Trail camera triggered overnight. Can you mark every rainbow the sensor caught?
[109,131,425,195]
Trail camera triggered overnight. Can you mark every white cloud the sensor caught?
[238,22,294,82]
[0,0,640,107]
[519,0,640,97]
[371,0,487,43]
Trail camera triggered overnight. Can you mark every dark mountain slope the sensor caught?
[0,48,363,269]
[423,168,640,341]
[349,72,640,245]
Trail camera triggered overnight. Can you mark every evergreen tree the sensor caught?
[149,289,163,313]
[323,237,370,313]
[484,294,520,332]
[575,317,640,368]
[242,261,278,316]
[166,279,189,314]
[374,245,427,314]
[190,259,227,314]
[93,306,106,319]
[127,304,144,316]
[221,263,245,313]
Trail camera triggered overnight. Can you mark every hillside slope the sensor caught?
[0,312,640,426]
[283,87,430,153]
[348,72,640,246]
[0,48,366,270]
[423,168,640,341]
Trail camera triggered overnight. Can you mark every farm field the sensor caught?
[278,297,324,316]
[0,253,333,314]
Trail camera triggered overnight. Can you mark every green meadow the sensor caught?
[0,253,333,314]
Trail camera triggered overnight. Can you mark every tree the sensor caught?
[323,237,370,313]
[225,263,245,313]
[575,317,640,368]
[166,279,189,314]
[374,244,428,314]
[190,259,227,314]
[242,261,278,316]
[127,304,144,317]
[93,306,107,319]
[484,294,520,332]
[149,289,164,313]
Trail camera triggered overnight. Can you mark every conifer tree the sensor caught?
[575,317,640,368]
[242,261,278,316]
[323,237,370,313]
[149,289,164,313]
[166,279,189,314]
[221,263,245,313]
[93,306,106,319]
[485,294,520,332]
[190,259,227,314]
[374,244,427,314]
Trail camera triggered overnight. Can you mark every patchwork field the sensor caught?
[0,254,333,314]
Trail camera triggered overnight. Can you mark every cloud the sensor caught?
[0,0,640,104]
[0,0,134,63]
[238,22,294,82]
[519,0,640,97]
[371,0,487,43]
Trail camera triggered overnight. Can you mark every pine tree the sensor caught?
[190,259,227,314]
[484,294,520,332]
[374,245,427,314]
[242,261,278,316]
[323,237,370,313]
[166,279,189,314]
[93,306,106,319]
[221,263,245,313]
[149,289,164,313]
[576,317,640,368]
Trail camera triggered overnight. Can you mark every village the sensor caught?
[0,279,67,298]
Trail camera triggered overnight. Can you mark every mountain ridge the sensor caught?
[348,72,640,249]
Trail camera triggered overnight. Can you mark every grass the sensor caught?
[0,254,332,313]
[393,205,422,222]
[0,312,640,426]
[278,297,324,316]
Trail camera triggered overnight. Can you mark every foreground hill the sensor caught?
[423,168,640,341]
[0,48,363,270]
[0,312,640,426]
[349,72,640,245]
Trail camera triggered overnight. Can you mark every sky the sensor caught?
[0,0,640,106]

+++

• _Requirement_: Please put the lines of the material above into a JSON list of strings, one string per line with blank lines left out, starting at the line that contains "Trail camera triggered overnight. Can you mark every grass" and ending at the last line of the material, both included.

• _Task response_:
[
  "Trail camera triggered overnight. Can you mark every grass the sensor caught?",
  "[0,254,332,313]",
  "[393,205,422,222]",
  "[0,312,640,426]",
  "[278,297,324,316]",
  "Trail camera triggered overnight. Can you mark every foreground hill the sensor caught?",
  "[423,168,640,341]",
  "[0,48,363,270]",
  "[0,312,640,426]",
  "[349,72,640,245]",
  "Trail camera triggered overnight. Can you mark every sky the sensor caught?",
  "[0,0,640,106]"
]